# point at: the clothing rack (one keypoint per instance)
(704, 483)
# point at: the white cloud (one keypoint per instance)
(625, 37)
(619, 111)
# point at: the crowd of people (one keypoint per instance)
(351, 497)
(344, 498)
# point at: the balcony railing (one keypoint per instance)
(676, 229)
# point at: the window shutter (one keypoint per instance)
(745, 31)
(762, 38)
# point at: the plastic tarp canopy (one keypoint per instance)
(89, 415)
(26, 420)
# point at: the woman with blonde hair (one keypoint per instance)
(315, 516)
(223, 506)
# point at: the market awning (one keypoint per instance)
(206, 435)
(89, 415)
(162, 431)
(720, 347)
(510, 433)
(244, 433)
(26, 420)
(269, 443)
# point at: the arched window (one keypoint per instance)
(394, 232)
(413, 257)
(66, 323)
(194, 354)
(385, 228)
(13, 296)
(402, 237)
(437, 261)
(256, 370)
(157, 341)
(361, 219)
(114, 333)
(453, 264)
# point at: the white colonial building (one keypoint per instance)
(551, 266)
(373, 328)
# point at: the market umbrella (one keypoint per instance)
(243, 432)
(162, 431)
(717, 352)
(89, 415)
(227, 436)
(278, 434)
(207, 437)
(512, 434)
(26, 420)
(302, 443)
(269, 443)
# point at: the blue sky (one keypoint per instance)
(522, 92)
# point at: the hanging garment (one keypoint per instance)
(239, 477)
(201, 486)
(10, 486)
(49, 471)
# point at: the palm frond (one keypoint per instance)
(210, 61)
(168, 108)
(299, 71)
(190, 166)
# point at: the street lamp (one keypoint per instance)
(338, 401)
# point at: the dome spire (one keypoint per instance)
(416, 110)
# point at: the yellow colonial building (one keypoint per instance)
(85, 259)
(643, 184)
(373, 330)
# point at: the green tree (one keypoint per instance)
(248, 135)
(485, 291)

=-=-=-=-=

### TO DO
Reproduce every line of the data so that nothing differs from the original.

### RESPONSE
# point at: the clothing rack (one keypoint per instance)
(704, 483)
# point at: the white cloud (one keypoint per instance)
(625, 37)
(619, 111)
# point at: the crowd of people (one keypoint per instance)
(351, 497)
(344, 498)
# point at: the balcony railing (one keypoint per instance)
(676, 229)
# point at: the window shutter (one keypoint per instance)
(745, 31)
(762, 38)
# point at: the plastic tarp canopy (one keypoint per instance)
(89, 415)
(26, 420)
# point at: the woman with blonde hair (one keypoint per instance)
(315, 516)
(223, 506)
# point at: the market awning (one keypoint per instance)
(206, 435)
(89, 415)
(162, 431)
(720, 347)
(510, 433)
(244, 433)
(26, 420)
(269, 443)
# point at: the arched window (one keypoint per instance)
(394, 232)
(413, 257)
(66, 323)
(194, 354)
(385, 228)
(13, 296)
(402, 237)
(437, 261)
(256, 370)
(157, 341)
(361, 219)
(114, 333)
(453, 264)
# point at: the white colonial building (one keypoint per instance)
(551, 266)
(373, 328)
# point at: the market umbrella (one keypoint per instance)
(243, 432)
(162, 431)
(717, 352)
(89, 415)
(227, 436)
(278, 434)
(207, 437)
(512, 434)
(26, 420)
(302, 443)
(269, 443)
# point at: the blue sky (one keypoint per instance)
(522, 92)
# point at: the hanging garment (one keypoint per instance)
(239, 477)
(201, 486)
(10, 486)
(49, 471)
# point at: the palm frond (one keypoint per instance)
(210, 61)
(168, 108)
(299, 71)
(190, 166)
# point at: the street lamp (one keypoint per instance)
(338, 401)
# point at: the dome spire (one keypoint per instance)
(416, 110)
# point at: the yellow colonial building (one keypoint per instance)
(85, 259)
(643, 184)
(373, 330)
# point at: the green tree (one keypoint per instance)
(248, 135)
(485, 291)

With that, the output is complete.